TEXT BLOCK ::
::::
Have you ever felt like your stomach wasn’t flat enough or parts of you weren’t thin enough? I’m glad we started the Summer Challenge because it was an even bigger wake up call for me. We still have so far to go with self-esteem in teens and women! Eating healthy and taking care of myself have been pretty easy (minus the pint of Ben & Jerry’s that is sitting in my freezer). Now I know where I need to focus my attention during the challenge. What’s been the hardest or easiest part for you?
June 10, 2009
This is a poem I have stuck in my head. I wrote it all down and here’s what it said:
Staying true to oneself is easier said than done.
Following the crowd can be just too much fun.
You forget who you are and what you might enjoy,
Moving on with the crowd, trying not to annoy.
All the while a talent, deeply hidden,
Goes undiscovered, a special gift you were given.
With each day you ignore your special gift,
The more you find yourself lost, adrift.
Strive not to please those who don’t truly care.
Work with what you love, the gift you can share.
By finding your knack, your niche, or your talent,
You succeed, you’ll win, and you’ll truly be gallant.
You’ll be grateful by the end of some stressful long day,
That you stayed true to you, no matter what others might say.
::::
DATASET EXCERPTS ::
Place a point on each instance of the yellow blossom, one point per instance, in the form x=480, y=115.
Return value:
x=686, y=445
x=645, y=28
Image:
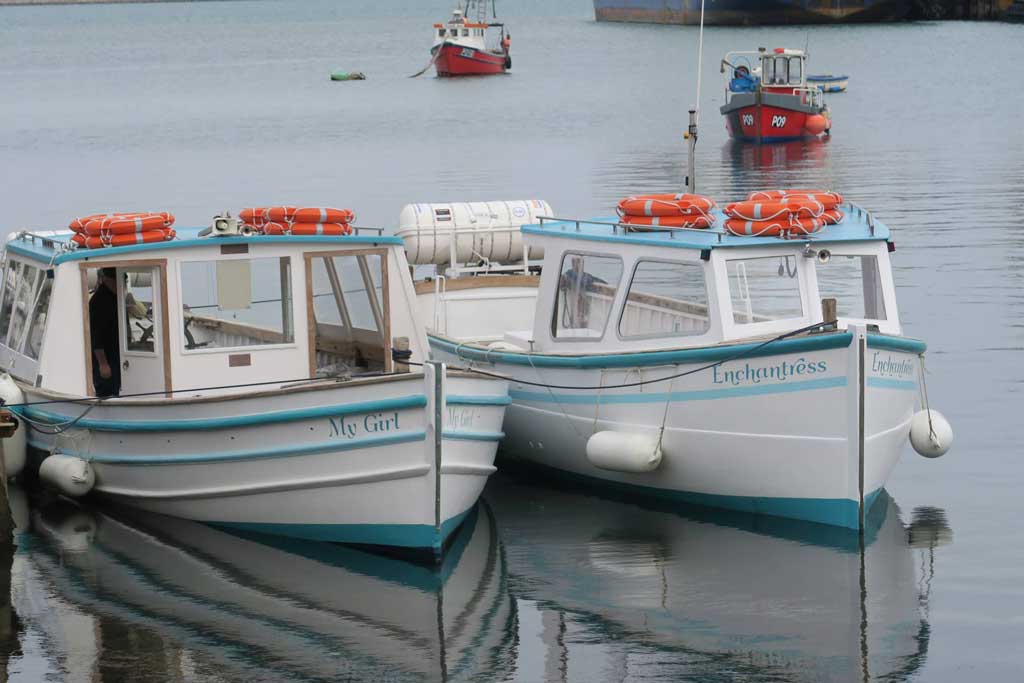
::::
ABOUT THIS EXERCISE ::
Please answer from the Summer Challenge post above: what is sitting in the writer's freezer?

REPLY ::
A pint of Ben & Jerry's.